* Description of the task *
Images in the entries are to be skipped, and everything else is to be written out exactly.

* Data to examine *
_ _ _ _

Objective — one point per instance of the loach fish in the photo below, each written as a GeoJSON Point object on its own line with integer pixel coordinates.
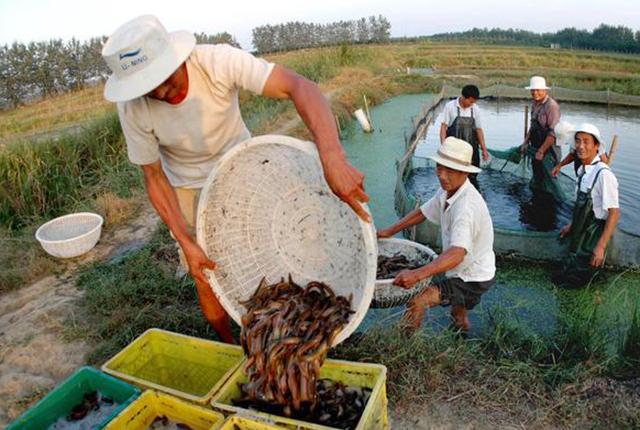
{"type": "Point", "coordinates": [286, 334]}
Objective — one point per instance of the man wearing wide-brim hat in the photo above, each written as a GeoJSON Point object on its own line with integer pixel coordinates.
{"type": "Point", "coordinates": [179, 110]}
{"type": "Point", "coordinates": [595, 212]}
{"type": "Point", "coordinates": [541, 138]}
{"type": "Point", "coordinates": [467, 260]}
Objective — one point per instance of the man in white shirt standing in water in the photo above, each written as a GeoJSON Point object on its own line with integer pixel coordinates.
{"type": "Point", "coordinates": [467, 262]}
{"type": "Point", "coordinates": [179, 111]}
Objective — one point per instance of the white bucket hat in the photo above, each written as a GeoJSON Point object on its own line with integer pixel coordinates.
{"type": "Point", "coordinates": [590, 129]}
{"type": "Point", "coordinates": [142, 55]}
{"type": "Point", "coordinates": [537, 83]}
{"type": "Point", "coordinates": [456, 154]}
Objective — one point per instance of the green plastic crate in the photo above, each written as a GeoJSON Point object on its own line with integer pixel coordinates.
{"type": "Point", "coordinates": [69, 393]}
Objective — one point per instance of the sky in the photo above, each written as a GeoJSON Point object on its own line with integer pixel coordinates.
{"type": "Point", "coordinates": [36, 20]}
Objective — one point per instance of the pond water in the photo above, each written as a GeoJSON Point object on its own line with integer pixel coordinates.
{"type": "Point", "coordinates": [375, 155]}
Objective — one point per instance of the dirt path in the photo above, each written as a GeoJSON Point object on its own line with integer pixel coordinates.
{"type": "Point", "coordinates": [34, 356]}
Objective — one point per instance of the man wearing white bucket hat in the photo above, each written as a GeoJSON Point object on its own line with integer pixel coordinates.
{"type": "Point", "coordinates": [595, 213]}
{"type": "Point", "coordinates": [540, 139]}
{"type": "Point", "coordinates": [467, 260]}
{"type": "Point", "coordinates": [179, 110]}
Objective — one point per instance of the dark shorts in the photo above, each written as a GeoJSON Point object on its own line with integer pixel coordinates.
{"type": "Point", "coordinates": [456, 292]}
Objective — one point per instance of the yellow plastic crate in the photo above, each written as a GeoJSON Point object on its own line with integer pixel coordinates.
{"type": "Point", "coordinates": [140, 414]}
{"type": "Point", "coordinates": [236, 422]}
{"type": "Point", "coordinates": [184, 366]}
{"type": "Point", "coordinates": [373, 376]}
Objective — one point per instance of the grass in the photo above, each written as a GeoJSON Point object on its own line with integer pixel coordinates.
{"type": "Point", "coordinates": [136, 291]}
{"type": "Point", "coordinates": [554, 379]}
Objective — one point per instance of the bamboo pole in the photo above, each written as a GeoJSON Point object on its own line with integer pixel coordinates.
{"type": "Point", "coordinates": [612, 149]}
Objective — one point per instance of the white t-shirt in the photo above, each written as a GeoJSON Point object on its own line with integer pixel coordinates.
{"type": "Point", "coordinates": [465, 223]}
{"type": "Point", "coordinates": [450, 112]}
{"type": "Point", "coordinates": [604, 193]}
{"type": "Point", "coordinates": [191, 136]}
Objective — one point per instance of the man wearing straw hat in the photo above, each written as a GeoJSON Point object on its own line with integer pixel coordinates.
{"type": "Point", "coordinates": [467, 260]}
{"type": "Point", "coordinates": [179, 111]}
{"type": "Point", "coordinates": [595, 213]}
{"type": "Point", "coordinates": [540, 139]}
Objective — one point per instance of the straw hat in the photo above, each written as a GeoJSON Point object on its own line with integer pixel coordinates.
{"type": "Point", "coordinates": [537, 83]}
{"type": "Point", "coordinates": [455, 154]}
{"type": "Point", "coordinates": [590, 129]}
{"type": "Point", "coordinates": [142, 55]}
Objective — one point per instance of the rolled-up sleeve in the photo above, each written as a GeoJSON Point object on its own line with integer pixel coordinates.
{"type": "Point", "coordinates": [240, 69]}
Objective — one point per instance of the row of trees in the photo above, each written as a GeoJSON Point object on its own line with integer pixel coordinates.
{"type": "Point", "coordinates": [41, 69]}
{"type": "Point", "coordinates": [604, 38]}
{"type": "Point", "coordinates": [296, 35]}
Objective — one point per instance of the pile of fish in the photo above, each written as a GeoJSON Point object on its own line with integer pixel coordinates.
{"type": "Point", "coordinates": [286, 335]}
{"type": "Point", "coordinates": [389, 267]}
{"type": "Point", "coordinates": [93, 409]}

_ _ _ _

* Answer *
Objective — one point per instance of the loach fish in the photo below, each written as a GeoJSON Point object on its own line with integer pixel coordinates.
{"type": "Point", "coordinates": [286, 334]}
Objective — one point per instance of the man wearing wide-brim hat in the photo above, each written as a GeoJSON Point object on its own line with integer pixel coordinates.
{"type": "Point", "coordinates": [179, 110]}
{"type": "Point", "coordinates": [595, 212]}
{"type": "Point", "coordinates": [541, 138]}
{"type": "Point", "coordinates": [467, 260]}
Objective — one point per instance of the man in white shirt standing in water in the photo above, each written as a GeoJSON Point object on its own line with integer pixel coordinates.
{"type": "Point", "coordinates": [467, 262]}
{"type": "Point", "coordinates": [179, 111]}
Objective — one point per instance of the white bucket hat in the photo above, each written as a GeoJSON Point object on its own line with integer pixel coordinates.
{"type": "Point", "coordinates": [590, 129]}
{"type": "Point", "coordinates": [142, 55]}
{"type": "Point", "coordinates": [537, 83]}
{"type": "Point", "coordinates": [456, 154]}
Objective — one point per instance of the green plastic crate in the photo above, each written as a GeoJSON Point object on its own line with integer pixel coordinates.
{"type": "Point", "coordinates": [69, 393]}
Objective — one point per instance of the sky in the photo above, each written as a GeoJSON Point object on its own line with integer pixel coordinates.
{"type": "Point", "coordinates": [36, 20]}
Objective — one point per instance of the pond water in the photo above, each written as a GeoJSON Point object on its own line with integer pixel coordinates.
{"type": "Point", "coordinates": [375, 155]}
Objective — one point per instance of the dirt path in the photo above, each written as a GeoJSON Point object on its own line with integer pixel coordinates.
{"type": "Point", "coordinates": [34, 356]}
Objective — one point per instance of the man wearing white bucket hat in the photo above, each written as a GeoJSON Point object on its own line with integer pixel coordinates.
{"type": "Point", "coordinates": [595, 213]}
{"type": "Point", "coordinates": [540, 139]}
{"type": "Point", "coordinates": [467, 260]}
{"type": "Point", "coordinates": [179, 110]}
Objective — one point per instance of the dark shorts in the photo above, each written as a GeoJSON Point object on its own line with integer pixel coordinates.
{"type": "Point", "coordinates": [456, 292]}
Objective — one point per instance of the yellow plastic crate in the photo above, each written as a GeoJSON Point object on its own line with integer pixel coordinates.
{"type": "Point", "coordinates": [140, 414]}
{"type": "Point", "coordinates": [236, 422]}
{"type": "Point", "coordinates": [184, 366]}
{"type": "Point", "coordinates": [373, 376]}
Objective — one point per instance of the grass in the photo above, each written as a GeoJSON Point object on its own line with integer pixel coordinates.
{"type": "Point", "coordinates": [136, 291]}
{"type": "Point", "coordinates": [554, 379]}
Objective — one point per instance of the bamboo pole in the photo above, each written as a GeoJSON Point object on its own line with integer pixel coordinates.
{"type": "Point", "coordinates": [612, 149]}
Objective — one point per instance of the white t-shirt in the photo above, each written as a GeoJSON Point object on its own line with integer pixel coordinates.
{"type": "Point", "coordinates": [465, 223]}
{"type": "Point", "coordinates": [450, 112]}
{"type": "Point", "coordinates": [604, 193]}
{"type": "Point", "coordinates": [191, 136]}
Objective — one point per instance of the man wearing straw hat in the photo above, each written as a GeoJSON Point object on its own line with integer pixel coordinates.
{"type": "Point", "coordinates": [467, 260]}
{"type": "Point", "coordinates": [179, 111]}
{"type": "Point", "coordinates": [595, 213]}
{"type": "Point", "coordinates": [540, 139]}
Objective — one point per instance of the straw hat in the photo above, each written as a GeoJSON Point object on its own line with integer pixel coordinates.
{"type": "Point", "coordinates": [537, 83]}
{"type": "Point", "coordinates": [455, 154]}
{"type": "Point", "coordinates": [590, 129]}
{"type": "Point", "coordinates": [142, 55]}
Objective — one point per instance of the rolled-up sleeve in the photo above, each written as a GeoJSON Point object on its own line with integer pixel coordinates.
{"type": "Point", "coordinates": [240, 69]}
Objective — one point per instance of the row of trees in the photo above, each written as a GeoJSON Point object on its own line with integer pixel coordinates.
{"type": "Point", "coordinates": [41, 69]}
{"type": "Point", "coordinates": [604, 38]}
{"type": "Point", "coordinates": [296, 35]}
Objective — one point per instance of the pile of fish in the photo above, each written as a GeoJSON Point object on its own line with integer pixel coordinates.
{"type": "Point", "coordinates": [286, 335]}
{"type": "Point", "coordinates": [389, 267]}
{"type": "Point", "coordinates": [93, 409]}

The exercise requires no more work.